书面题目 1 -> 请更新下面所有记录，把其中的“girl”改为“boy”，其余内容保持原样，然后完整写出修改后的记录。

Python进阶三：python好用到哭的几个高阶内置函数以及迭代器和Collections的两个常用类

最新推荐文章于 2024-01-10 09:56:39 发布

翻滚的小@强

最新推荐文章于 2024-01-10 09:56:39 发布

阅读量683

点赞数 2

分类专栏： # python学习笔记文章标签： python 高阶内置函数 Collection 迭代器

本文链接：https://blog.csdn.net/wuzhongqiang/article/details/107479861

版权

python学习笔记专栏收录该内容

17 篇文章 1 订阅

订阅专栏

1. 写在前面

今天整理python里面5个常用的高阶函数（filter, map, reduce, reversed, sorted）和三个迭代器函数(iter, next, enumerate)，然后是辨析迭代器，生成器，可迭代对象三个概念名词，最后整理python的几个好用迭代器(accumulate, compress, dropwhile, takewhile, tee, repeat, product, zip_longest) ，经过这次的学习，可以在以后的编程中写出比较高效和优雅的代码。比如给定m, 计算res = 1! + 2! + 3!...+m!, 我们之前可能是先写一个求阶乘的函数，并且可能求阶乘还写的比较复杂，然后再进行从1-m遍历相加，而有了reduce和map之后，就可以这样写：

# 输入一个数m， 求1! + 2! + ....m-1! + m!的结果

# 写一个求阶乘函数
def jiecheng(n):
    return reduce(lambda x, y: x*y, range(1, n+1))

所示条目 ->

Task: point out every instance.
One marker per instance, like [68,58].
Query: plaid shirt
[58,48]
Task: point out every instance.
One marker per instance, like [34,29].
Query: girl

书面题目 2 -> 请把这篇讲Python高阶内置函数和迭代器的文章接着写下去，从最后一行之后开始续写。

作答内容 1 ->
Task: point out every instance.
One marker per instance, like [68,58].
Query: plaid shirt
[58,48]
Task: point out every instance.
One marker per instance, like [34,29].
Query: boy

作答内容 2 ->
#def res(m):
def res(m):
    return sum(list(map(lambda x:jiecheng(x),list(range(1, m+1)))))

res(10)

所以有时候还是非常方便的，并且如果再知道累积迭代器的话，上面的代码就会更加简单：

from itertools import *

def res(m):
    return sum(list(accumulate([i for i in range(1, m+1)], lambda x, y: x*y)))

res(10)

这次依然是从使用的角度出发，先用起来，然后再去追求所以然吧。

大纲如下：

5个常用的高阶函数
3个迭代器函数
8个常用的迭代器、
2个Collections里面的常用类

Ok, let’s go!

2. 5个常用的高阶函数

主要包括filter， map， reduce， reversed， sorted和iter， next， enumerate等。这些函数在python幕后的不为人知(二)中也有介绍：

filter(function, iterable)
过滤器，过滤掉不满足函数function的元素，重新返回一个新的迭代器。大概等价于下面的自定义函数：

def filter_self(function,iterable): 
	return iter([ item for item in iterable if function(item)])

filter_self 函数接收一个 function 作为参数，满足条件的元素才得以保留。比如下面的这个例子：

# 筛选出满足指定身高的学生。其条件是，男生身高超过 1.75，女生身高超过 1.65。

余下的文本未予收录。